**Prompt**. Set out exactly, and with nothing added, the line containing "Target: parking lot" and every line after it through the final line of the data.
+++
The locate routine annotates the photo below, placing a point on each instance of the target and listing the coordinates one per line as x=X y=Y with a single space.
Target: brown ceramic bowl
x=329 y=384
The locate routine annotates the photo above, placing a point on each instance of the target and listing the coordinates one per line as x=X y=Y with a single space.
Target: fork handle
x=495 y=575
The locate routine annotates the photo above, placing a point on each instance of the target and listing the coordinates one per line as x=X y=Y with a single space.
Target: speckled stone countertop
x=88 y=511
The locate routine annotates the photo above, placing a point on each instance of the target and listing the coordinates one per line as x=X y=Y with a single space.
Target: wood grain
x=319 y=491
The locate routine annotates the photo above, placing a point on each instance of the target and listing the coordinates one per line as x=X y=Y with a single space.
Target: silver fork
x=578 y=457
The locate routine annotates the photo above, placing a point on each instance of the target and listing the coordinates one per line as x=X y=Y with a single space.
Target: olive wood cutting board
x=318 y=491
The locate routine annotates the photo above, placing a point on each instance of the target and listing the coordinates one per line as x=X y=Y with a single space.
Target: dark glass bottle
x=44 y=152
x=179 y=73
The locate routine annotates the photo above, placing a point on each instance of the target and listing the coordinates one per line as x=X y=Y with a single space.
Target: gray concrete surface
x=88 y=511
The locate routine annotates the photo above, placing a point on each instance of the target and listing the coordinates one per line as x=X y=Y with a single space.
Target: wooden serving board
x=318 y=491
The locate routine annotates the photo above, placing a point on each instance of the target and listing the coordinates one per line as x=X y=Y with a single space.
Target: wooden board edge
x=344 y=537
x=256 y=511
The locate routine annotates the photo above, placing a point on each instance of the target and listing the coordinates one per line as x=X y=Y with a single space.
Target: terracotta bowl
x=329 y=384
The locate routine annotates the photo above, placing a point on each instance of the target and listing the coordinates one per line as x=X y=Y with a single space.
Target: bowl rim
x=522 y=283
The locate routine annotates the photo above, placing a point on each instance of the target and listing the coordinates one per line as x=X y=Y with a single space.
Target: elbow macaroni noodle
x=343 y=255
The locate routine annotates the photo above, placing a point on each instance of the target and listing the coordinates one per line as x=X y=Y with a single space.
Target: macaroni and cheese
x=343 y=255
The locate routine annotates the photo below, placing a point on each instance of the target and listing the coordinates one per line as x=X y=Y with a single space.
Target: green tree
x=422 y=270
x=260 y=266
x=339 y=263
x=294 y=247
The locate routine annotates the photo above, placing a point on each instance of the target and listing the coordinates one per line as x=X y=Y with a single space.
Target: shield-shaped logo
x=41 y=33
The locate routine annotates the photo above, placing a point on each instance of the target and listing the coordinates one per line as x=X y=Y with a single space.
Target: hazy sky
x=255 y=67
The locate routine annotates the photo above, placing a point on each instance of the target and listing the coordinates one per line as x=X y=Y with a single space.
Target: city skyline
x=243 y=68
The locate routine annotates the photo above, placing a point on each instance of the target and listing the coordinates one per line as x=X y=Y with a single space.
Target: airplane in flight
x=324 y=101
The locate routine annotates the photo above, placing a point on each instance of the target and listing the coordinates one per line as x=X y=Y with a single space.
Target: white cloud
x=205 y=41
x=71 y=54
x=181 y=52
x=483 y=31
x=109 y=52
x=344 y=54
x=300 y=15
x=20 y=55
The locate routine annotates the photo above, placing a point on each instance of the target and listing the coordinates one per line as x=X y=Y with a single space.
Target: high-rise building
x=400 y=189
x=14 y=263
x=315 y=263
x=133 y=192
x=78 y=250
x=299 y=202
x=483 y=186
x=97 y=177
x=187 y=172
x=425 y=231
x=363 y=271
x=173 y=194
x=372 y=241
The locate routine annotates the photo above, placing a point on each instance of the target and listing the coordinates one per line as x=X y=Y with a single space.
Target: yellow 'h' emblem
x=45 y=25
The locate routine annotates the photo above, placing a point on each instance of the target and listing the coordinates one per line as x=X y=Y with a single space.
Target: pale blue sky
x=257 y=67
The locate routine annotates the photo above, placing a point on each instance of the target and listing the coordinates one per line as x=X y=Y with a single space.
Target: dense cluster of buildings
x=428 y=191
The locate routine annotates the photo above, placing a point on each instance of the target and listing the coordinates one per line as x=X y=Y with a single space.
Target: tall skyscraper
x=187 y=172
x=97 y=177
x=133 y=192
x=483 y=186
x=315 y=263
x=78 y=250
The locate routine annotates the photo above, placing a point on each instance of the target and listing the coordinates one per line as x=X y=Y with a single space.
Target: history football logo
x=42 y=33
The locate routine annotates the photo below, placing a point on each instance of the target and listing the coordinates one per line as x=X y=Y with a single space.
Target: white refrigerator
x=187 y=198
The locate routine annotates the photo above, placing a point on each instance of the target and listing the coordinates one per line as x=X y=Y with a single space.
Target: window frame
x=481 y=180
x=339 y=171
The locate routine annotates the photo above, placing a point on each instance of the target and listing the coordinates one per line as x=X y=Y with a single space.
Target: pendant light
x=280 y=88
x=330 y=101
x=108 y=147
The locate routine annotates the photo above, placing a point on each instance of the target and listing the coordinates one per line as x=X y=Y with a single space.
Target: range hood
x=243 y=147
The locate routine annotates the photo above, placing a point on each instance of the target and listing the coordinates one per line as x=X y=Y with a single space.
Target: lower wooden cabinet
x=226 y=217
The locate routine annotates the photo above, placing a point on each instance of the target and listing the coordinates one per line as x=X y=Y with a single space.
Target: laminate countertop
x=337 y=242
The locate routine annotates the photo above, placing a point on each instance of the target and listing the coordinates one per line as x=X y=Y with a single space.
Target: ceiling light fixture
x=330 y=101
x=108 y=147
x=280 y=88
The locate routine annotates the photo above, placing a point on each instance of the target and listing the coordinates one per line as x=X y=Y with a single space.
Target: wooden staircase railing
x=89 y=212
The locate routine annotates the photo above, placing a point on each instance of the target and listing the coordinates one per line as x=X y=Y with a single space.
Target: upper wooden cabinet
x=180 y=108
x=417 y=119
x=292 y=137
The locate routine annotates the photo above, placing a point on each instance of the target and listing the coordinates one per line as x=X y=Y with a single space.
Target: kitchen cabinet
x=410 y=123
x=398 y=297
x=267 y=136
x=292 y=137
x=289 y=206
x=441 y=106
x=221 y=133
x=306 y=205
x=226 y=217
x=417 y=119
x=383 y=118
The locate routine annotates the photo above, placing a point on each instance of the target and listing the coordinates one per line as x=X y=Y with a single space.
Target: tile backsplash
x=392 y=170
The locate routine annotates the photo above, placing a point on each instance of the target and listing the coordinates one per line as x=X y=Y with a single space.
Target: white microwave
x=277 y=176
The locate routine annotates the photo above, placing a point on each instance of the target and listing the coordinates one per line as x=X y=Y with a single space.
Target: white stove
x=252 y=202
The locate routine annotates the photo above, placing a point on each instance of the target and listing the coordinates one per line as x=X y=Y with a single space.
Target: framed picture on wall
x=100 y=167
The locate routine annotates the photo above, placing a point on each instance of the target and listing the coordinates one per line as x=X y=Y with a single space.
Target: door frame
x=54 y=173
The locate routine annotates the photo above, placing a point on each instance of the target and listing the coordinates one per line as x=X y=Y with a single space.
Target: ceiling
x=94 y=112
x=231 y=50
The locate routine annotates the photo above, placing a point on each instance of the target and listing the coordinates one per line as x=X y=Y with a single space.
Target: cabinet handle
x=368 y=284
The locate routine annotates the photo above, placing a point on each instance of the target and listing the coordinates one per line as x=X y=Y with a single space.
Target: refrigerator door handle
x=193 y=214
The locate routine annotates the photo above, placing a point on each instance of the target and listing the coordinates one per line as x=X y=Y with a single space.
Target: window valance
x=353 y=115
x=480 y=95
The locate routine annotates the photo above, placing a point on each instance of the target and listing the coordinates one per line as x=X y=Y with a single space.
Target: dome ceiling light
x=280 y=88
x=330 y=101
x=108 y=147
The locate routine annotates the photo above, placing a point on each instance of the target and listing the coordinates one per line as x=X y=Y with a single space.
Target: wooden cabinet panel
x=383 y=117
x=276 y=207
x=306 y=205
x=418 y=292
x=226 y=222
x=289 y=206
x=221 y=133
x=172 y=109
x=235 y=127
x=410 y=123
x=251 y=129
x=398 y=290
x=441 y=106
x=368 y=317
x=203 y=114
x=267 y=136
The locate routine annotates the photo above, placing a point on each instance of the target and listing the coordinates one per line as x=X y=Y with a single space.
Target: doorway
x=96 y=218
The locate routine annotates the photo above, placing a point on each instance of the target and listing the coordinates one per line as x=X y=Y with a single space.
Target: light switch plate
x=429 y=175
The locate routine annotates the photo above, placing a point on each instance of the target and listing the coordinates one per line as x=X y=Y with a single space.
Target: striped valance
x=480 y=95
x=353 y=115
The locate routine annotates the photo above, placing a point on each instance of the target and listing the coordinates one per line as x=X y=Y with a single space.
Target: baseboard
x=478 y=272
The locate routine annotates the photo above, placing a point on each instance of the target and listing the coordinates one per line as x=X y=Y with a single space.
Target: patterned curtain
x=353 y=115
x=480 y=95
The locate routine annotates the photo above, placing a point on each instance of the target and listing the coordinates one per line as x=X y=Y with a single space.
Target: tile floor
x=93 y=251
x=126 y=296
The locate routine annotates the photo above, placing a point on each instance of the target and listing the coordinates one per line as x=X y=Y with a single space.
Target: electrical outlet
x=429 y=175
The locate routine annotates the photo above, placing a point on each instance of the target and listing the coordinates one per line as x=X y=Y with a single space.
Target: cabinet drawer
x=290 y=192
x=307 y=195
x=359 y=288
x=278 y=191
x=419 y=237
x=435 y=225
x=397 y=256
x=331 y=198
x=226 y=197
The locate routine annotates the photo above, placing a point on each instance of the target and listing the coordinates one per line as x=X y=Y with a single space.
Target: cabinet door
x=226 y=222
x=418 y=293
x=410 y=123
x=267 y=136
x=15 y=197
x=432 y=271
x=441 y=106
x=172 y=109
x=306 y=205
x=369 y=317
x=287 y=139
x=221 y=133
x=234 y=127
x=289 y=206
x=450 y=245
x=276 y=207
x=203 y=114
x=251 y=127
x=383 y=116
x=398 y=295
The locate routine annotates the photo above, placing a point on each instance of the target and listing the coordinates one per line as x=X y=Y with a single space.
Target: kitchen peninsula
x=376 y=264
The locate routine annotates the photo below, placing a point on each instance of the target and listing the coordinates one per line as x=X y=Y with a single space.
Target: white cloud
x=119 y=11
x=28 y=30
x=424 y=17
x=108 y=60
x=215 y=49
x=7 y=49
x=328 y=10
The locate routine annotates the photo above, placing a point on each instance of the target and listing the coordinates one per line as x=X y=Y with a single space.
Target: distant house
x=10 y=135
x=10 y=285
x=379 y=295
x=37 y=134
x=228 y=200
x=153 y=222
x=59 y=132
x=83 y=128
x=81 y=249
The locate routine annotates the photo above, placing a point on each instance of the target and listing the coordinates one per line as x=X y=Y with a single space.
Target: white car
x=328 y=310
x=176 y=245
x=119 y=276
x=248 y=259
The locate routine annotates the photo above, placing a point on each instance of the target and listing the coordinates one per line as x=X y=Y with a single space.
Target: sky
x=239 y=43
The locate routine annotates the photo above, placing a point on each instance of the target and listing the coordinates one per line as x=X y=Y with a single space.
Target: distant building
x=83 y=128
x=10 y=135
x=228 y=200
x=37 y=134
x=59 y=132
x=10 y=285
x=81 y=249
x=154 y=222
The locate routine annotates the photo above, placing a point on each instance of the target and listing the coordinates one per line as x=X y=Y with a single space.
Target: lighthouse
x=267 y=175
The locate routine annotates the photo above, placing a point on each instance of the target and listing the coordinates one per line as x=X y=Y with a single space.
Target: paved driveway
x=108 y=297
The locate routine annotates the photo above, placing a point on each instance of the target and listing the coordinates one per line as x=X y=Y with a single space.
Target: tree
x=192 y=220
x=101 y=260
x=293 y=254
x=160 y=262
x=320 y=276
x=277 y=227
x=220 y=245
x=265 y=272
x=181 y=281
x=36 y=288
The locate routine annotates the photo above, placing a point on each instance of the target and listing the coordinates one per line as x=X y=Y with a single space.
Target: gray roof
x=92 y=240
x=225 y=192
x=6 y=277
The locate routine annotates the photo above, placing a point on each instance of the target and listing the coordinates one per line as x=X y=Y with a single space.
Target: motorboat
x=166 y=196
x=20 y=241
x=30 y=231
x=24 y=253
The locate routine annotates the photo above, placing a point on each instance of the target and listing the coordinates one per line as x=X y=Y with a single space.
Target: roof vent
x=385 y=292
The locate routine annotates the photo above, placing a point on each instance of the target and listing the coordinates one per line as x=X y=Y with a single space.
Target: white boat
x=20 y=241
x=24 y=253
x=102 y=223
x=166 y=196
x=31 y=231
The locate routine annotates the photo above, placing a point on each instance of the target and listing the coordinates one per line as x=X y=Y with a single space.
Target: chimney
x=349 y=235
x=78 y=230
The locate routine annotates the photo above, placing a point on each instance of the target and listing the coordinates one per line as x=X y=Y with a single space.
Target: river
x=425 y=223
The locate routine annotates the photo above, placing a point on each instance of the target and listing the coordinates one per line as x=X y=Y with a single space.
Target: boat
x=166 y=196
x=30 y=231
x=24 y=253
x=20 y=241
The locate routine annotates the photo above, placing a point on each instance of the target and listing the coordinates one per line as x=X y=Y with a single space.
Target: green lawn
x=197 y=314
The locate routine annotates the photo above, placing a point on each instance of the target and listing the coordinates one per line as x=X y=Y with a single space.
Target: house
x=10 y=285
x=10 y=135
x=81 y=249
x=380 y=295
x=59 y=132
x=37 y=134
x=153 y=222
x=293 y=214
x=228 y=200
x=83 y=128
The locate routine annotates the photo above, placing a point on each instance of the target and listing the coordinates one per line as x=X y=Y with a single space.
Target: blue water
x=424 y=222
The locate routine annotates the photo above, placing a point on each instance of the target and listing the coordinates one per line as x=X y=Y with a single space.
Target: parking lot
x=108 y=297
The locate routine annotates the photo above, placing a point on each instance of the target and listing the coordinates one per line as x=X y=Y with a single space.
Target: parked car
+++
**Exercise answer**.
Target: parking lot
x=108 y=297
The locate routine annotates the photo above, placing a point on each instance of the target and listing the coordinates one per line as x=X y=Y with a single space.
Target: parked car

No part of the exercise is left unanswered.